▶ **What to do**:
Please copy the sound bath article word for word, starting at the line that contains "I had very little" and stopping after "into our blankets.".

▶ **Text section**:
Frazzled? Stressed out? Need a break from the daily grind? Gayle discovers a sound bath is the ultimate route to relaxation…
Cocooned in a cosy blanket, my head gently resting on a pillow, I bathed in the sounds and vibrations emanating from seven white bowls placed in the middle of a candle-lit room.
Having heard that sound baths can induce a deep, meditative, trance-like state – and with celebrities like Gwyneth Paltrow, Victoria Beckham and Cara Delevingne extolling their healing and restorative powers – I decided to give one a bash.
I had very little idea of what to expect, but I soon discovered that sound baths do not involve immersion in water, rubber ducks or soap on a rope.
My session at The Space Upstairs in Burntisland was led by the lovely Jo Bechard, a Reiki master and Swedish massage therapist who greeted me with a big smile.
After chatting with fellow sound bathers (there were 16 of us, men and women), and ensuring all mobile phones were switched off (and ideally not even in the room), Jo dimmed the lights and instructed us to pick the spot on the floor that felt “right”.
We lay down, some of us sporting eye masks, and snuggled into our blankets.
A few minutes were spent encouraging us to relax our bodies and still our minds.
That’s easier said than done when you’ve got a million deadlines.
After a brief guided breathing meditation, Jo started to play “music” on her bowls, which are all tuned to different notes, using mallets and beaters of various shapes and sizes. Sometimes, she struck the bowls; other times, she made them “sing”.
It was a strange but beautiful sensation – you could literally feel the vibrations resonating through your entire body.
At first, I struggled with inane mental chatter.
Did I need to buy dog food? What would I get for my friend’s birthday? Had I paid the electricity bill?
As I allowed such thoughts to come and go and focused instead on the sounds, however, I became soothed and deeply relaxed.
Yes, I was vaguely aware that the man next to me was snoring lightly, and that there was a dog barking outside, but I didn’t allow these noises to distract me.
I was aware, but not fixated on them.
However, my mind wasn’t blank.
The ethereal sounds reminded me of my travels to Asia, and I started to picture myself sitting beside Thai temples and gazing in wonder at the majestic Angkor Wat in Cambodia.
I hadn’t been there for a decade and it was a glorious sensation to be transported back in my mind’s eye.
There was also a moment during which I felt slightly on edge and even a wee bit emotional.
The sounds had shifted and now seemed to resonate in my belly, which Jo later explained is the solar plexus chakra – pretty much the seat of all emotions.
At other times, I felt radiant, light and full of joy, and beautiful images of the rugged Scottish Highlands appeared in my mind.
I was reluctant to open my eyes as the session drew to a close and Jo slowly brought us back to full awareness.

▶ **Record set**:

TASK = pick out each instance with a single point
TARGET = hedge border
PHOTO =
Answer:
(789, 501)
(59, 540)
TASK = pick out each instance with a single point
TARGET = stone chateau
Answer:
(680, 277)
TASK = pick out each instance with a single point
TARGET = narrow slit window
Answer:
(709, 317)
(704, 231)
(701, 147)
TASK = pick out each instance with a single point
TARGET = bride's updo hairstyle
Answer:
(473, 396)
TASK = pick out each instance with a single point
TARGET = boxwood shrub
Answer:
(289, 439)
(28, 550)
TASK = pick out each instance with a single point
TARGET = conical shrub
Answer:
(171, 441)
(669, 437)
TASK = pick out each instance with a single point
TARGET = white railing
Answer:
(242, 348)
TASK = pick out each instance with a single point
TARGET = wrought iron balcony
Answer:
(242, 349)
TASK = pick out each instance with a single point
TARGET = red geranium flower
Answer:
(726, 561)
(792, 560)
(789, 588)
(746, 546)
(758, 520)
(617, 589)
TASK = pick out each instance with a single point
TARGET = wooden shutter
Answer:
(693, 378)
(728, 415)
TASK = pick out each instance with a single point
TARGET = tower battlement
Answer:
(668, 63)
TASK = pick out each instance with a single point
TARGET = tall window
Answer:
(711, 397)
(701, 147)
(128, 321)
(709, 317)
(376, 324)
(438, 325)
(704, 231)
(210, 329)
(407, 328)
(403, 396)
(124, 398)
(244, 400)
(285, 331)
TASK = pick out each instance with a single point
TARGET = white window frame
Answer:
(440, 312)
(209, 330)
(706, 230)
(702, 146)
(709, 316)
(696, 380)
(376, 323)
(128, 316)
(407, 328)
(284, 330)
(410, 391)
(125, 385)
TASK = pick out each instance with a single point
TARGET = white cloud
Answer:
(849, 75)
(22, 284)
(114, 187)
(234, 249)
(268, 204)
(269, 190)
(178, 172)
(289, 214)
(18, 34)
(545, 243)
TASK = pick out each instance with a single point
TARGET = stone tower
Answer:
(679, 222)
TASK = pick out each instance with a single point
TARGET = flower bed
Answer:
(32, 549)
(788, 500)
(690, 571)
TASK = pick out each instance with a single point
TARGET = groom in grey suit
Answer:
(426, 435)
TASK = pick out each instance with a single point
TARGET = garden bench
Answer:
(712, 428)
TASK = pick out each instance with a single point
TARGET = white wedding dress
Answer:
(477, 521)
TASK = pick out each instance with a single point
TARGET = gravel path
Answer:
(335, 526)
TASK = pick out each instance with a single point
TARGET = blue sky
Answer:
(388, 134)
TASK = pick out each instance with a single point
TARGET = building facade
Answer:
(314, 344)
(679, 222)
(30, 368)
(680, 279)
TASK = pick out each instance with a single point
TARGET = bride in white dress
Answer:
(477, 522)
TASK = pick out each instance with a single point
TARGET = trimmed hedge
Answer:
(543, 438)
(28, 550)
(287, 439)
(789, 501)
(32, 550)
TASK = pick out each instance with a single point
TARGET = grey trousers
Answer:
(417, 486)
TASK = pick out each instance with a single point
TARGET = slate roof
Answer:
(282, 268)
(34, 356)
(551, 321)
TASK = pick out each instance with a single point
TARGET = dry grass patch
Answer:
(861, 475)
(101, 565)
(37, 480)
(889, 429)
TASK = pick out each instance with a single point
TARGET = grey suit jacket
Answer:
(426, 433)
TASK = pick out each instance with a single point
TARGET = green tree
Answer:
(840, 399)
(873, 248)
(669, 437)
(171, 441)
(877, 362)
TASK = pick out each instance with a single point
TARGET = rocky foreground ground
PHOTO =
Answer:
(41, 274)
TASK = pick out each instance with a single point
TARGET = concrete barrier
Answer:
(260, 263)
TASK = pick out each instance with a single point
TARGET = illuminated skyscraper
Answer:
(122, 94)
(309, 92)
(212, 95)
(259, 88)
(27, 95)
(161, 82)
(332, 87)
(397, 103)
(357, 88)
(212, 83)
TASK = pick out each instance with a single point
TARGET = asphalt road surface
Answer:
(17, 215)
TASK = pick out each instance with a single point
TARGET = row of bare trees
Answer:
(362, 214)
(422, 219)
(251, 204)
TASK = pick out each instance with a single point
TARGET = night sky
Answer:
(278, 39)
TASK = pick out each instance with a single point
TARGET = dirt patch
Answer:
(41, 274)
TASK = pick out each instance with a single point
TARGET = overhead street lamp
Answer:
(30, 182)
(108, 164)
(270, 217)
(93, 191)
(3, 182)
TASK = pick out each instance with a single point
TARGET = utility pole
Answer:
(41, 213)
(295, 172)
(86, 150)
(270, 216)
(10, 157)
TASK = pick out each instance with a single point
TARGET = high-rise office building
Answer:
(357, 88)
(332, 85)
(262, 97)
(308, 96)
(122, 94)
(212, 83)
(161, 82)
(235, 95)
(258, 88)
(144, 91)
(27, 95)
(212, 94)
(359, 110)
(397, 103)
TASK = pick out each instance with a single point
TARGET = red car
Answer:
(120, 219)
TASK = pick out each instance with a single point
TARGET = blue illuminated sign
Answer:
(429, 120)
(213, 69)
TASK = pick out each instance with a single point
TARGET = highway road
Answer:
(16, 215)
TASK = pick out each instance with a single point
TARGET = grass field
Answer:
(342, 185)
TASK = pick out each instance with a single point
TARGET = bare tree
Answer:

▶ **Output for this exercise**:
I had very little idea of what to expect, but I soon discovered that sound baths do not involve immersion in water, rubber ducks or soap on a rope.
My session at The Space Upstairs in Burntisland was led by the lovely Jo Bechard, a Reiki master and Swedish massage therapist who greeted me with a big smile.
After chatting with fellow sound bathers (there were 16 of us, men and women), and ensuring all mobile phones were switched off (and ideally not even in the room), Jo dimmed the lights and instructed us to pick the spot on the floor that felt “right”.
We lay down, some of us sporting eye masks, and snuggled into our blankets.